**Description of the task:** Repeat, exactly and alone, every line from the line that contains "Look at the image and find the woman's ear." to the end of the entries.

**Provided information:**
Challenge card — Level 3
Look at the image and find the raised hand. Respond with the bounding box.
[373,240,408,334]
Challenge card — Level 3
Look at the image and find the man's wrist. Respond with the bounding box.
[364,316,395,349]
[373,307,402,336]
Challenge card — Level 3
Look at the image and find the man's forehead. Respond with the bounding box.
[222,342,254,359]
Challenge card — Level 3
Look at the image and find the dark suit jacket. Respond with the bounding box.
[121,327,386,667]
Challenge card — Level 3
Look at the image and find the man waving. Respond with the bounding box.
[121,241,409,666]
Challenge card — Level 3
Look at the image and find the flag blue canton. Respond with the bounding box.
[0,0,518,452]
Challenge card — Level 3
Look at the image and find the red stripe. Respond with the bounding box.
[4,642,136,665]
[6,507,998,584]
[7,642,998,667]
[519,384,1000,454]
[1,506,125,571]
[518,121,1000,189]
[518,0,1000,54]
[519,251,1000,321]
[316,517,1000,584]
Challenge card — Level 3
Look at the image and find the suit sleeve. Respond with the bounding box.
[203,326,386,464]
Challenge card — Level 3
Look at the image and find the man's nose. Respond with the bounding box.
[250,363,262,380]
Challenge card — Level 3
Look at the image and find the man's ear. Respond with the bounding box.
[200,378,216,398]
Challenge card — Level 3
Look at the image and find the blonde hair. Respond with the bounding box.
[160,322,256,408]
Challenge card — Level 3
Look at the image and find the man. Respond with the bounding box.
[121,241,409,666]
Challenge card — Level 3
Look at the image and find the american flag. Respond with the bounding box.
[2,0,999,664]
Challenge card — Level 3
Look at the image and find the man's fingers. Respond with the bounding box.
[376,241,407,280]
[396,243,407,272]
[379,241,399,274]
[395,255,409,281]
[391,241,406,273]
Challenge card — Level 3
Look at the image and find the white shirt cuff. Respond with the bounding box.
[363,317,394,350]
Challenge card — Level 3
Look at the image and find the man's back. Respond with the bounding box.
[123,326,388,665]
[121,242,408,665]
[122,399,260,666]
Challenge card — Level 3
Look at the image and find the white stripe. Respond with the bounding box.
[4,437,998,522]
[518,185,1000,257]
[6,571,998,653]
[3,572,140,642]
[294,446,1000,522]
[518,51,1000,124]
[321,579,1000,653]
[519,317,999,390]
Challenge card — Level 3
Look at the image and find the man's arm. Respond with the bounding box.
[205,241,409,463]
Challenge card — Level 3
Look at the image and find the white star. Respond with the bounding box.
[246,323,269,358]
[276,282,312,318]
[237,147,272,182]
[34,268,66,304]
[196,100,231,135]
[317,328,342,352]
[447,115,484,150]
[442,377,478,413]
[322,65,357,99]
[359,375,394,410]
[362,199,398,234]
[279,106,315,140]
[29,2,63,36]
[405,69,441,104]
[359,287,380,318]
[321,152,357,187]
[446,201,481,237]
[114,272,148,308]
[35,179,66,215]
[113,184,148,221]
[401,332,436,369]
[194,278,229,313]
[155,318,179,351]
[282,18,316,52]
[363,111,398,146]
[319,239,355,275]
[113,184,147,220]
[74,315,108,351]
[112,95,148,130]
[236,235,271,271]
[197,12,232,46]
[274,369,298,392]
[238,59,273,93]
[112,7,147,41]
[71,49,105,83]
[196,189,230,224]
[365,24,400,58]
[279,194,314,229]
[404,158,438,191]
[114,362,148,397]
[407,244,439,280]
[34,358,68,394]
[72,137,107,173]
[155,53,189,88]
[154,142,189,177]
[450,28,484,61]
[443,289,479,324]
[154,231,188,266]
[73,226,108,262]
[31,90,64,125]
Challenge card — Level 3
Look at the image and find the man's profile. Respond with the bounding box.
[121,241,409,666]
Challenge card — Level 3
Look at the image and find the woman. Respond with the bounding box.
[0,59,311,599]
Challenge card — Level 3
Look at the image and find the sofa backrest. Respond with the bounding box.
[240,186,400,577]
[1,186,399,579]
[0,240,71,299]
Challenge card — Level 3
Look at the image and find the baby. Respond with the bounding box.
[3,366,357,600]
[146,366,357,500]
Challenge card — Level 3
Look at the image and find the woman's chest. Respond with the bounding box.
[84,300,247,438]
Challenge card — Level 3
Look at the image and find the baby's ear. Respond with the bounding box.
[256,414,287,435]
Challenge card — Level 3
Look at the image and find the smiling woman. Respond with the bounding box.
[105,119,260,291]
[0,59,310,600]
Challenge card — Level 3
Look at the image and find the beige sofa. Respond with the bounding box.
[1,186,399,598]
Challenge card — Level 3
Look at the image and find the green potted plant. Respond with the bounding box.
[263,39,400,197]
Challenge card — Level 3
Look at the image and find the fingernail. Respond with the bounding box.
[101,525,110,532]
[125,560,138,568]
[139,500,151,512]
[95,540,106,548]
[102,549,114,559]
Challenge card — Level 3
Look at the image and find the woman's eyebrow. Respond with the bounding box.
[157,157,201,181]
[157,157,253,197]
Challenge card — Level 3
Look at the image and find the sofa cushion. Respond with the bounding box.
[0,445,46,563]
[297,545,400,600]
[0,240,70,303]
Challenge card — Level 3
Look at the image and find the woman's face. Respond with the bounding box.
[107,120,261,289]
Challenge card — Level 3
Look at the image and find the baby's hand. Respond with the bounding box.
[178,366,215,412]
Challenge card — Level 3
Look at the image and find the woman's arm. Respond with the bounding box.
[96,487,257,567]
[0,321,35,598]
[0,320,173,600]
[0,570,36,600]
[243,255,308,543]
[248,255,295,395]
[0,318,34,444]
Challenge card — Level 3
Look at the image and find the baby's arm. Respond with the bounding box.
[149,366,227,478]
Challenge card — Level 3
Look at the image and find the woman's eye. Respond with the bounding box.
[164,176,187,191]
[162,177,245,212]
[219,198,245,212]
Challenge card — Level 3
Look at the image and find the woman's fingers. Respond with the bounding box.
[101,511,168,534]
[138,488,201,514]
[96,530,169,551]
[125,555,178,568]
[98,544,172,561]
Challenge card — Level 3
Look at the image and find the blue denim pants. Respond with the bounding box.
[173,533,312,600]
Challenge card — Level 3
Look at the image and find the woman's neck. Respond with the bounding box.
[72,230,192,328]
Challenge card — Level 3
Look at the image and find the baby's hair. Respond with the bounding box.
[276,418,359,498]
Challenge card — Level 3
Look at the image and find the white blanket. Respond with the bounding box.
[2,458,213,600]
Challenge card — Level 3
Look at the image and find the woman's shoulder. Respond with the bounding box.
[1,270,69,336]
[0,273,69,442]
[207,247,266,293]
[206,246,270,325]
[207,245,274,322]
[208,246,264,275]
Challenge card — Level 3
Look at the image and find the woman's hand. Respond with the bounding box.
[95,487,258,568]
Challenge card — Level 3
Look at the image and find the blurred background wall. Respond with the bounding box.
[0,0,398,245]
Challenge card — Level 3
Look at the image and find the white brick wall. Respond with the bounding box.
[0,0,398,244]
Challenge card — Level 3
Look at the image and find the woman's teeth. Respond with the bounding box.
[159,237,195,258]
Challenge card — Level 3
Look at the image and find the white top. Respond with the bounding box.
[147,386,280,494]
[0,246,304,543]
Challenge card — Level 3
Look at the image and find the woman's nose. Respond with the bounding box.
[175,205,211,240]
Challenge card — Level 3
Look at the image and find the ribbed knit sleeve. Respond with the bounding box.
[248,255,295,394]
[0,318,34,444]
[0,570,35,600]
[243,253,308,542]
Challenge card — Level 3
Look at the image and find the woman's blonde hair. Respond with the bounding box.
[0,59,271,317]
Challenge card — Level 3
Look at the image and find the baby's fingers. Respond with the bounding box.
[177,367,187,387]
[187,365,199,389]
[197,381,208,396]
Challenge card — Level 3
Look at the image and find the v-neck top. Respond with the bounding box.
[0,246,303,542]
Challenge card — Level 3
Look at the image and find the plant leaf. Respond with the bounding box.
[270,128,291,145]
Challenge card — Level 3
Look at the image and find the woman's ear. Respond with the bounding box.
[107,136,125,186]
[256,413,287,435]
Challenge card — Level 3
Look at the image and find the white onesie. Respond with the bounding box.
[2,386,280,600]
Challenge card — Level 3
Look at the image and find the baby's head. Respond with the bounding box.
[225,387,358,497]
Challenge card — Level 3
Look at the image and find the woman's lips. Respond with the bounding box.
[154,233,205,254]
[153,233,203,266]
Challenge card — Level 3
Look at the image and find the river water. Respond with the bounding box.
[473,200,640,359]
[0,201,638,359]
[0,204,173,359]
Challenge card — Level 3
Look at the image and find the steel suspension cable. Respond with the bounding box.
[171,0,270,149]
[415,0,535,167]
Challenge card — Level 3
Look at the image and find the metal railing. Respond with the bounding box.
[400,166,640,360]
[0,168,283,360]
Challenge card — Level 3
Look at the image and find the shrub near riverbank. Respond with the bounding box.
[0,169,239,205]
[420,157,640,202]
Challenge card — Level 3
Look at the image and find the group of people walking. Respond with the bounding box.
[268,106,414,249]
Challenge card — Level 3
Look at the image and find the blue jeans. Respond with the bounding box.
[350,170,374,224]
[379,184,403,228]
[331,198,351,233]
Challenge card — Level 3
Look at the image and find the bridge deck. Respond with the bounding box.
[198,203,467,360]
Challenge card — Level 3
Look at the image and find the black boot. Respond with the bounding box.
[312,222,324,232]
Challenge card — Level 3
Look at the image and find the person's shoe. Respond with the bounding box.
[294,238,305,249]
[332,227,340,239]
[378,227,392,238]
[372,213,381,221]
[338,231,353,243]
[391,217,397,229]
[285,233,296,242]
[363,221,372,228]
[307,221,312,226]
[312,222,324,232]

**Solution:**
Look at the image and find the woman's ear. Respond with the bounding box.
[107,136,125,186]
[256,413,287,435]
Challenge card — Level 3
Look at the image and find the white onesie. Respond with the bounding box.
[2,386,280,600]
Challenge card — Level 3
Look at the image and find the baby's head. Respond with the bounding box.
[225,387,358,497]
Challenge card — Level 3
Look at the image and find the woman's lips. Respond with the bounding box.
[154,233,205,254]
[153,233,203,266]
Challenge card — Level 3
Look at the image and find the river water. Respond with the bounding box.
[473,200,640,359]
[0,201,638,359]
[0,204,173,359]
Challenge card — Level 3
Look at the image and find the steel suspension cable. Respond with the bounding box.
[171,0,270,149]
[415,0,535,167]
Challenge card — Level 3
Look at the image and find the metal railing. Respond with the bounding box.
[400,166,640,360]
[0,168,283,360]
Challenge card — Level 3
Look at the image and find the shrub near riverbank. Respond with the bounding box.
[0,169,239,205]
[420,157,640,202]
Challenge card — Level 3
Look at the image and find the group of people walking. Respond with the bounding box.
[268,106,414,249]
Challenge card — Level 3
Look at the image and find the blue jeans. Respond with the bounding box.
[350,170,374,224]
[379,184,403,228]
[331,198,351,233]
Challenge card — Level 3
Look at the image and find the bridge deck. Respond with the bounding box.
[198,203,467,360]
Challenge card — Level 3
Look at the image and find the black boot. Respond with the bounding box.
[312,222,324,232]
Challenge card — Level 3
Look at the image and find the person's shoe. Respond with the bounding box.
[294,238,305,249]
[332,227,340,239]
[378,227,392,238]
[372,213,381,221]
[338,231,353,243]
[391,217,397,229]
[285,233,296,242]
[363,221,372,228]
[307,221,312,226]
[312,222,324,232]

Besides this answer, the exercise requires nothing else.